抜粋本文:
□ □ □ □ □
塩野義、飲み薬の最終段階の治験で効果を確認

塩野義製薬の新型コロナウイルス感染症の飲み薬「ゾコーバ」(同社提供)
塩野義製薬の新型コロナウイルス感染症の飲み薬「ゾコーバ」(同社提供)

新型コロナウイルスの飲み薬「ゾコーバ」を開発する塩野義製薬は28日、最終段階の臨床試験(治験)で効果を確認できたという解析速報を公表した。オミクロン株に特徴的な症状の消失までの時間が偽薬投与群に比べて短いことが確認できたという。事前に目標に設定していた主要評価項目を達成することになり、同社は厚生労働省への承認申請に向けて審査機関との協議を進める。

最終段階の治験は今年2月から7月まで、日本や韓国、ベトナムで12歳から70歳未満の患者1821人を対象に実施し、薬を服用するグループと偽薬のグループを比較。主な解析対象者約千人での有効性は、症状消失までの時間が、偽薬投与群に比べて短いことが統計的有意差をもって確認できた。

同社によると、症状改善を示した治験結果としては世界で初めて。安全性については重大な有害事象はなかったという。

塩野義はこれまで、中間段階の治験の結果を用いて日本国内での緊急承認制度の活用を目指してきたが、厚労省が7月に開いた専門家による会議で承認は見送られ、継続審議となっている。中間段階の治験では、設定していた目標の一つであるコロナに特徴的な12症状すべての改善が確認できなかった。新型コロナは株によって症状の出方が異なることから、最終段階の治験では、症状改善効果を評価するのではなく、症状消失までの時間を比較する目標設定をしていた。
□ □ □ □ □
やること:
次の1.〜3.が塩野義の治験の記事と合っているかを判断し、それぞれ「はい」か「いいえ」で答え、決め手となる記事中の語句をそのまま引用して添える。
1. 最終段階の治験は日本、韓国、ベトナムで行われた。
2. 中間段階の治験では、コロナに特徴的な12症状すべての改善が確認できた。
3. 安全性について重大な有害事象が報告された。

提供資料:
□ □ □ □ □
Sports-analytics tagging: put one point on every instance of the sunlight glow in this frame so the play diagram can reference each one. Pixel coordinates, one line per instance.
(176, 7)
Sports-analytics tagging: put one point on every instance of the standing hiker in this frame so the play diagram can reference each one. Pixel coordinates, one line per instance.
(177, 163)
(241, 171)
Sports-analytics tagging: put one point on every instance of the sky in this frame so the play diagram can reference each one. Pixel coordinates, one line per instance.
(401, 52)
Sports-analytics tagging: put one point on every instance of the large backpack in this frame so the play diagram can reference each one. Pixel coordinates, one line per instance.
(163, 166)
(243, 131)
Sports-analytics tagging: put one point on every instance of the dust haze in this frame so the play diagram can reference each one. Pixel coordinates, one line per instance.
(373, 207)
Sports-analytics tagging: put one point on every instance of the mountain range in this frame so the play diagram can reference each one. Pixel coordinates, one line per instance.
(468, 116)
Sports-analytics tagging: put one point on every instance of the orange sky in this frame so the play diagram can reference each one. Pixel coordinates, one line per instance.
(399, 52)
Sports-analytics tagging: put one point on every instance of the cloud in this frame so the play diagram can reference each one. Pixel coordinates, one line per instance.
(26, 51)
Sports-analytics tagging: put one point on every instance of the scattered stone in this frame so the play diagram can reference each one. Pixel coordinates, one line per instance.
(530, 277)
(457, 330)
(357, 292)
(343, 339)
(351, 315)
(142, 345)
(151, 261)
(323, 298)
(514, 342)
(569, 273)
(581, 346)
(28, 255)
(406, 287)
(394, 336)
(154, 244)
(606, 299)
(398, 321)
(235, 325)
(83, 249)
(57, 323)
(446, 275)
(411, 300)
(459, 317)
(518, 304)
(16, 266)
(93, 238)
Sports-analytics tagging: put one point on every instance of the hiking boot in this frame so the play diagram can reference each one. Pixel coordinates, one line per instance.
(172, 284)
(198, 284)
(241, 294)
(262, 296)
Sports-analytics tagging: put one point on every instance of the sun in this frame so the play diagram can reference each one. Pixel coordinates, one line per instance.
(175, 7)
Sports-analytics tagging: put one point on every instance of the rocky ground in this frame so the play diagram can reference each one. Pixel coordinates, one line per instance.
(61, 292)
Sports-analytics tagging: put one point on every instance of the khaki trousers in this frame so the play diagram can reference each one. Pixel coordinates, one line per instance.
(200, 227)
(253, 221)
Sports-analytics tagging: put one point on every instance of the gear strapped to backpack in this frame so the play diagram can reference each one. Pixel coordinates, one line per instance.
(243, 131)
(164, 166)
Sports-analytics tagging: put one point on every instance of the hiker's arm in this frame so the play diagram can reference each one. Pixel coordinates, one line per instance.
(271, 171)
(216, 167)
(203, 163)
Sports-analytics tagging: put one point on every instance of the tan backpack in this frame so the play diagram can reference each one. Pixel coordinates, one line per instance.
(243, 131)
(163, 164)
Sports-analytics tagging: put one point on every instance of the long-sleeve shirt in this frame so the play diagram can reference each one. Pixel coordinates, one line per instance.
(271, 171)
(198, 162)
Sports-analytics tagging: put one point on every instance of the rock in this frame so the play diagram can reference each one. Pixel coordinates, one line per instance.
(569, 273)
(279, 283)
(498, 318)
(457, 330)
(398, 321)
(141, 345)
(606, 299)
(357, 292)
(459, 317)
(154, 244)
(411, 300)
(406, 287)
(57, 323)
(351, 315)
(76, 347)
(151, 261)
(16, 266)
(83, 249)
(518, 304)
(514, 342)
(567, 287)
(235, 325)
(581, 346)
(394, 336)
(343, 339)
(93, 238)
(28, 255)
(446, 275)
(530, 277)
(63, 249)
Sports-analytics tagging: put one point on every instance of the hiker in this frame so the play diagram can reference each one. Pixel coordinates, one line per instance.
□ □ □ □ □
回答:
1. はい。「日本や韓国、ベトナムで12歳から70歳未満の患者1821人を対象に実施し」
2. いいえ。「コロナに特徴的な12症状すべての改善が確認できなかった」
3. いいえ。「安全性については重大な有害事象はなかったという」